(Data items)
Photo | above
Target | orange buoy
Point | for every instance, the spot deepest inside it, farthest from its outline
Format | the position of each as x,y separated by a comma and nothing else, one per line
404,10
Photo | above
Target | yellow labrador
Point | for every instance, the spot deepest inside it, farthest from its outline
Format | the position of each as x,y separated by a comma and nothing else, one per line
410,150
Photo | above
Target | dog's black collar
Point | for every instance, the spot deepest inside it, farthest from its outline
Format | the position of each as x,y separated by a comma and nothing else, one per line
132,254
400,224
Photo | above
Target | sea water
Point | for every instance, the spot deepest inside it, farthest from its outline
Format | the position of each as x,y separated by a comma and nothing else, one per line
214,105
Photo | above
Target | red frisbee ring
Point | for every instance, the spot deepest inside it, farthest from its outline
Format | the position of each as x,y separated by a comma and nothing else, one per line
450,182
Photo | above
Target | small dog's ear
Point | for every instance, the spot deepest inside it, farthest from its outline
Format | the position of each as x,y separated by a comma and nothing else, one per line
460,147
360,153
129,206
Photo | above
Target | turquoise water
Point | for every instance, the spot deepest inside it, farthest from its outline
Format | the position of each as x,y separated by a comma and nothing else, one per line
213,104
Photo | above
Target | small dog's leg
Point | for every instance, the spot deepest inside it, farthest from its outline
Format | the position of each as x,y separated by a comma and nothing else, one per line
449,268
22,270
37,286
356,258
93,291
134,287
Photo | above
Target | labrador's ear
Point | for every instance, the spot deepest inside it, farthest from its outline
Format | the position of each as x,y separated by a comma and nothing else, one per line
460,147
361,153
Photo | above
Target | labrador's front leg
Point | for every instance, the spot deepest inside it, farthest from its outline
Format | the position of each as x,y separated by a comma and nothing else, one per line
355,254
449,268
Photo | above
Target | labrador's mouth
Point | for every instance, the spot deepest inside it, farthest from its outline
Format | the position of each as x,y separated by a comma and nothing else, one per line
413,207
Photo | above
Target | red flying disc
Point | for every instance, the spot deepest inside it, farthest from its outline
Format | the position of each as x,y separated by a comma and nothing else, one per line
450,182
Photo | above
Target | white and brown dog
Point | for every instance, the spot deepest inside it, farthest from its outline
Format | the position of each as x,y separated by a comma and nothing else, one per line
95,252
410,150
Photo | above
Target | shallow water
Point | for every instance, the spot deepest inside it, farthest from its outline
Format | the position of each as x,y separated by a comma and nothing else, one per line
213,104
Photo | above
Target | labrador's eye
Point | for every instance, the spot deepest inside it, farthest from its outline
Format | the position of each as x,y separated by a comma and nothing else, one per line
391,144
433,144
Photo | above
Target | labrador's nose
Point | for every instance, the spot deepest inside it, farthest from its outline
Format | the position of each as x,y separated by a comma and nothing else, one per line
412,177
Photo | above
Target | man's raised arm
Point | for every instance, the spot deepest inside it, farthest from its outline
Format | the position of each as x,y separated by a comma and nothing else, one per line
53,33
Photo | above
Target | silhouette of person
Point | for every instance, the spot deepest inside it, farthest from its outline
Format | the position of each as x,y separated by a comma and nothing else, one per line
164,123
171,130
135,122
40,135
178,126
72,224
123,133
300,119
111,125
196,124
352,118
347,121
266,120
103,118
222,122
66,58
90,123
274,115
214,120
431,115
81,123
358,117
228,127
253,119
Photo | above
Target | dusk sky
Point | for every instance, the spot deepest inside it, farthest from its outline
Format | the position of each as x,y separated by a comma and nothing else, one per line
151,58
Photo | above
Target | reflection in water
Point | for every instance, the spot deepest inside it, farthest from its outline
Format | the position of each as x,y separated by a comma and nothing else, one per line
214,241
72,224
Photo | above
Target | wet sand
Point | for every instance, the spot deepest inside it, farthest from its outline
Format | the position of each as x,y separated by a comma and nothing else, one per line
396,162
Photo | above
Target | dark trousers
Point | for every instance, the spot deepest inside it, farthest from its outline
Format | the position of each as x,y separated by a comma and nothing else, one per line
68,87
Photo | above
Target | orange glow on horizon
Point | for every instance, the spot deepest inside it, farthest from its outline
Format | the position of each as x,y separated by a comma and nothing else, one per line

→ YOUR ASSIGNMENT: Only the lines from the first line of the records through the line with "Target | red frisbee ring" should be reproduced, exactly and with nothing added.

→ THE COMPLETED TASK:
Photo | above
Target | orange buoy
Point | for every instance, the spot deepest inside it, farthest from its outline
Format | the position of each as x,y separated by a comma and nothing else, one per line
404,10
Photo | above
Target | yellow labrador
Point | for every instance, the spot deepest inside it, farthest from its outline
Format | the position of each as x,y separated by a comma and nothing else, one per line
410,150
Photo | above
Target | dog's black collar
Point | for every instance, the spot deepest inside it, farthest from its outline
Format | the position of each as x,y separated by a comma and nothing else, one per line
132,254
400,224
Photo | above
Target | sea water
Point | for every instance, the spot deepest inside it, farthest from its outline
Format | the position of each as x,y separated by a comma and nothing else, one per line
214,105
Photo | above
Target | red frisbee ring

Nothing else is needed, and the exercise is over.